= OBJETIVO 1 =
Responde brevemente a estas preguntas sobre el relato del instituto de Gaona:
(a) ¿Qué día comenzaba el 6º curso de bachillerato?
(b) ¿En qué asignatura y curso se habían superado el año anterior los criterios de don Eduardo García Rodeja?
(c) ¿Qué edad tenía entonces quien narra?
= OBJETIVO 2 =
Prosigue el relato del instituto de Gaona a partir de su última frase.

Era viernes, 16 de
octubre de 1959 y comenzaba el 6º curso
de bachillerato que, como todos los anteriores, cursaba en el instituto de
Gaona.
Valga como prolegómeno
mencionar
mi especial visión de don Eduardo García Rodeja en aquellas fechas.
A pesar de haber
superado sin novedad el año anterior sus exigentes criterios en química de 5º
de bachillerato (sobre todo en la orgánica), la figura del ilustre catedrático
me sobrepasaba; sería el prestigio de su magisterio, su fama, su estricta
seriedad o todo eso en conjunto; pero esa impresión –seguramente también porque
sólo tenía quince años recién cumplidos- no era (como debiera haber sido) de
orgullo por disfrutar de tan gran profesor sino de temor, de tensión extrema
que me impedía aprovechar sus lecciones debidamente.

= MATERIAL FACILITADO =
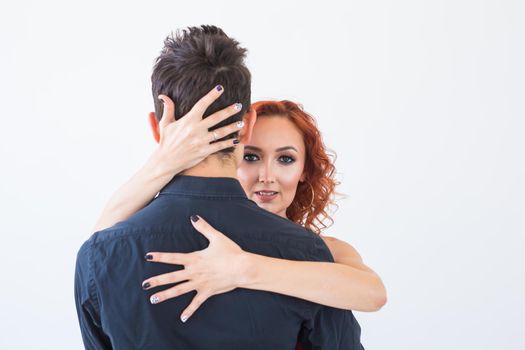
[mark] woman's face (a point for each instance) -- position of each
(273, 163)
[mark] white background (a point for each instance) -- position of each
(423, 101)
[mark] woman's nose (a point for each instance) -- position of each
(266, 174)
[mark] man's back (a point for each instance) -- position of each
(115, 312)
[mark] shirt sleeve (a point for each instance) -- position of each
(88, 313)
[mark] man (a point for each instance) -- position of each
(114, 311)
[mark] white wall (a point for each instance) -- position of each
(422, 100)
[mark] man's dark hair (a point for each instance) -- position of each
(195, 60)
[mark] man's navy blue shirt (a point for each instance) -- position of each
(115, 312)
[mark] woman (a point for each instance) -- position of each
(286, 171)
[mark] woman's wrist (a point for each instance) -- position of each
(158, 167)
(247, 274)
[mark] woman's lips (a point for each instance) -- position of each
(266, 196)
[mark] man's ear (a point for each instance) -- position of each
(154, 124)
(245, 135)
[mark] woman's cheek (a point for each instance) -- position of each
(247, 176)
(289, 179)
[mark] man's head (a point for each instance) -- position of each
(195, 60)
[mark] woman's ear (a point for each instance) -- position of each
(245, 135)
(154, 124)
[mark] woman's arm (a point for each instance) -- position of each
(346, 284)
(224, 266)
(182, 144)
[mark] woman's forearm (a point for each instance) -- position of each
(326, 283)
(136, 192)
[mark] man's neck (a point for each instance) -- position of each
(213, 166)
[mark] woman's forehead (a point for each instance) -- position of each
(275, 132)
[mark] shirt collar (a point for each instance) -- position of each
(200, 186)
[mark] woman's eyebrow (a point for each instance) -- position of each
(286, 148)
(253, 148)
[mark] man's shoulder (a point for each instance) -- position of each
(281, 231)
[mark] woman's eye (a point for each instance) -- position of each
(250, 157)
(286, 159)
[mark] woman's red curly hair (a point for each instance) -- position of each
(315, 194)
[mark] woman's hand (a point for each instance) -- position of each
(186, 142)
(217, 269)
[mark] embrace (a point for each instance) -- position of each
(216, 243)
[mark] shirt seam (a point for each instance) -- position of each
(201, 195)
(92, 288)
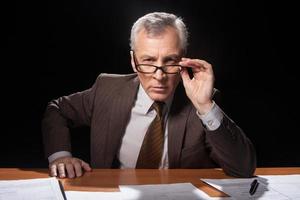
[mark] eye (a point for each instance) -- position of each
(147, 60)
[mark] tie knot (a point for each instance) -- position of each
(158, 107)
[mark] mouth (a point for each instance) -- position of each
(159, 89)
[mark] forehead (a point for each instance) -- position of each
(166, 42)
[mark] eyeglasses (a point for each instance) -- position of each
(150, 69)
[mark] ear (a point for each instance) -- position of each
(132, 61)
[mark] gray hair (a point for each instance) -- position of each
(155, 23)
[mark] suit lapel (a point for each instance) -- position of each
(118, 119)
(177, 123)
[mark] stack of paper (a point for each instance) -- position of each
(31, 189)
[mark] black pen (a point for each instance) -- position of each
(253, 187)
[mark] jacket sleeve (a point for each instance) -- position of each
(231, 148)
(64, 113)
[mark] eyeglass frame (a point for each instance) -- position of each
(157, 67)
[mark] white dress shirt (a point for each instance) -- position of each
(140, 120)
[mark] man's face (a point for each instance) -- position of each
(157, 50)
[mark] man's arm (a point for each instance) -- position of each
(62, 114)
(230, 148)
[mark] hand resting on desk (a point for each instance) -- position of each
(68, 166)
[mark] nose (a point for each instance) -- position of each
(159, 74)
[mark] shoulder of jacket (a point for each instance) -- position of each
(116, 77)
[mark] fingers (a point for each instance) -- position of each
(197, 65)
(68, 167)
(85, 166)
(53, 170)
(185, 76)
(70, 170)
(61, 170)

* * *

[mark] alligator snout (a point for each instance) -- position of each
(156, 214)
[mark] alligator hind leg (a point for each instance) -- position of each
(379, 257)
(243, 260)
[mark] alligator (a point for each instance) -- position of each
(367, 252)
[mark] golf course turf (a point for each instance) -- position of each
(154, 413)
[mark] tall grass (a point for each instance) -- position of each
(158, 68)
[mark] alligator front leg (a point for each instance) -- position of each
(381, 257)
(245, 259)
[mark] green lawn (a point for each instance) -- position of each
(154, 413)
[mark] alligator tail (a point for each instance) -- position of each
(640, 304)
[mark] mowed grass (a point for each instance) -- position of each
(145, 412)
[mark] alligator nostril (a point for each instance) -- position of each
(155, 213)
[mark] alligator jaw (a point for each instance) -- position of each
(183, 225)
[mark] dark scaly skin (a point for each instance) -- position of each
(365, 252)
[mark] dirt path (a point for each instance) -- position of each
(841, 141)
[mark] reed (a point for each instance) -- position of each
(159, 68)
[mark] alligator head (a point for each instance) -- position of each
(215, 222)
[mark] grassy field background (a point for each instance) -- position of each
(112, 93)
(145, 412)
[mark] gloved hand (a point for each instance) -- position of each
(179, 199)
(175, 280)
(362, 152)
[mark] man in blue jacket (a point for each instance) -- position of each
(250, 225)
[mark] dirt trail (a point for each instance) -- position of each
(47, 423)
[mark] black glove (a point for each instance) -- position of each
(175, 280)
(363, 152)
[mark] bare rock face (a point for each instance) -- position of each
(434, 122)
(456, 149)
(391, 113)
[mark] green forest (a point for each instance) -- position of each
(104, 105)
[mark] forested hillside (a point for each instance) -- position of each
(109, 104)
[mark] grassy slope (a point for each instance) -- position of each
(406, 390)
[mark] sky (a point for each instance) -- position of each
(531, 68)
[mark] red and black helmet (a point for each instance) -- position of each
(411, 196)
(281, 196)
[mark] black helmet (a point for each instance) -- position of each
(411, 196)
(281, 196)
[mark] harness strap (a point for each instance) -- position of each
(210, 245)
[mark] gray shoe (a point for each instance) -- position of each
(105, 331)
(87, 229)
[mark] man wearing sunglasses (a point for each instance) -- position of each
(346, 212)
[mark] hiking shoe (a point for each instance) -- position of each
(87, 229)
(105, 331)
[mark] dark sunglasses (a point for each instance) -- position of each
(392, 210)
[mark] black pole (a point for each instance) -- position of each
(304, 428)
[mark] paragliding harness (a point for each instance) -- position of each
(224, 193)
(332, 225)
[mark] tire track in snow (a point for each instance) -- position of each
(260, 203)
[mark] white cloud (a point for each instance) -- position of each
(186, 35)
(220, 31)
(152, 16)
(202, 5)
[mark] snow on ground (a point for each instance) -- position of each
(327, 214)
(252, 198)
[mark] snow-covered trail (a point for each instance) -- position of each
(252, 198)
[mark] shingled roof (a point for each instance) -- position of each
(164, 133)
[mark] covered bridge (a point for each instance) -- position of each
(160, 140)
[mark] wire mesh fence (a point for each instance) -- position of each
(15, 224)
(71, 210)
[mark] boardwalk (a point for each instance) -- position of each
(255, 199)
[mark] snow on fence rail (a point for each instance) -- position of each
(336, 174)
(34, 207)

...

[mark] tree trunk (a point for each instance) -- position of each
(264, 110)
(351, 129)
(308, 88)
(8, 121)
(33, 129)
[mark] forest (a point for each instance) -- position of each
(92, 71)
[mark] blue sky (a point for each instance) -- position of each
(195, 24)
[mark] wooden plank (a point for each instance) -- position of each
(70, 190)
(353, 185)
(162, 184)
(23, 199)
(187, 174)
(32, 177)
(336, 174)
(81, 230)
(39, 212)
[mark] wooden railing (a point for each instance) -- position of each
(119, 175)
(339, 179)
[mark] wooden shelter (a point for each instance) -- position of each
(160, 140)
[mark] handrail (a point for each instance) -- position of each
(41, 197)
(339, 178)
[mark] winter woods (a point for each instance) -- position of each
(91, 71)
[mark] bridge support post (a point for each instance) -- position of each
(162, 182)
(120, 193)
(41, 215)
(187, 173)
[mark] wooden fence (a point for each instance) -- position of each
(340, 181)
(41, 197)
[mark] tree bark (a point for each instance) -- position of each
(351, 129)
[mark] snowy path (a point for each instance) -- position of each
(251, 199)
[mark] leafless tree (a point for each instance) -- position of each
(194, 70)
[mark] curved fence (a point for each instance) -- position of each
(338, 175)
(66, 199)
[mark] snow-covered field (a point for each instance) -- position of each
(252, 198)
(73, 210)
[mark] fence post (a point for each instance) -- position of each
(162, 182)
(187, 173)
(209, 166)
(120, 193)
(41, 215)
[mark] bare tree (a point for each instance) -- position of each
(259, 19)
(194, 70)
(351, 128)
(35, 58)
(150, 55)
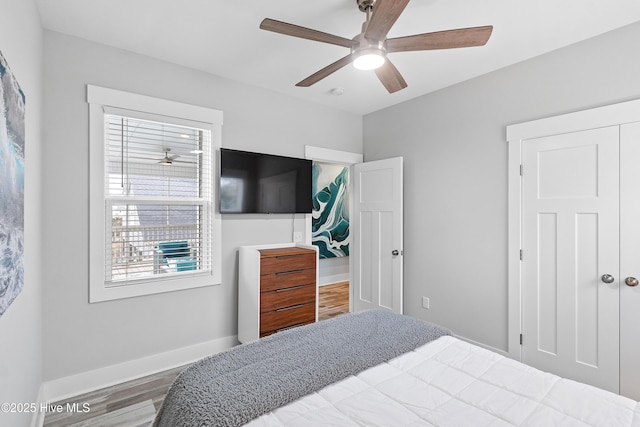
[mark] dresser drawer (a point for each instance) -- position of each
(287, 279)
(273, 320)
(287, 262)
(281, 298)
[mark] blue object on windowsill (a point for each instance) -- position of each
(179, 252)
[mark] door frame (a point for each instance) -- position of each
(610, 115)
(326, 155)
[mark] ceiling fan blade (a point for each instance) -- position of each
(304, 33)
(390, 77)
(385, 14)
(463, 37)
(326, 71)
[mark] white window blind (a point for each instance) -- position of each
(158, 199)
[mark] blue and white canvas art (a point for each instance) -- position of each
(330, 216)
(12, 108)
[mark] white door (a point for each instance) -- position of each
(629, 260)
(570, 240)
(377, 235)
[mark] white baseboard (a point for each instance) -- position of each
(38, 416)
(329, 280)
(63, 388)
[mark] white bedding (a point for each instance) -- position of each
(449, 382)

= RESPUESTA CORRECTA 1 =
(a) El viernes 16 de octubre de 1959.
(b) En química de 5º de bachillerato.
(c) Quince años recién cumplidos.

= RESPUESTA CORRECTA 2 =
Estábamos en clase de
Física y era más o menos mediodía cuando sucedió:
Don Eduardo, se
aproximó a la balaustrada que rodeaba el
entarimado que marcaba su territorio y, apoyándose sobre ella, pronunció mi apellido añadiendo una frase que
me sonó como una sentencia de muerte:
-¡Levántese!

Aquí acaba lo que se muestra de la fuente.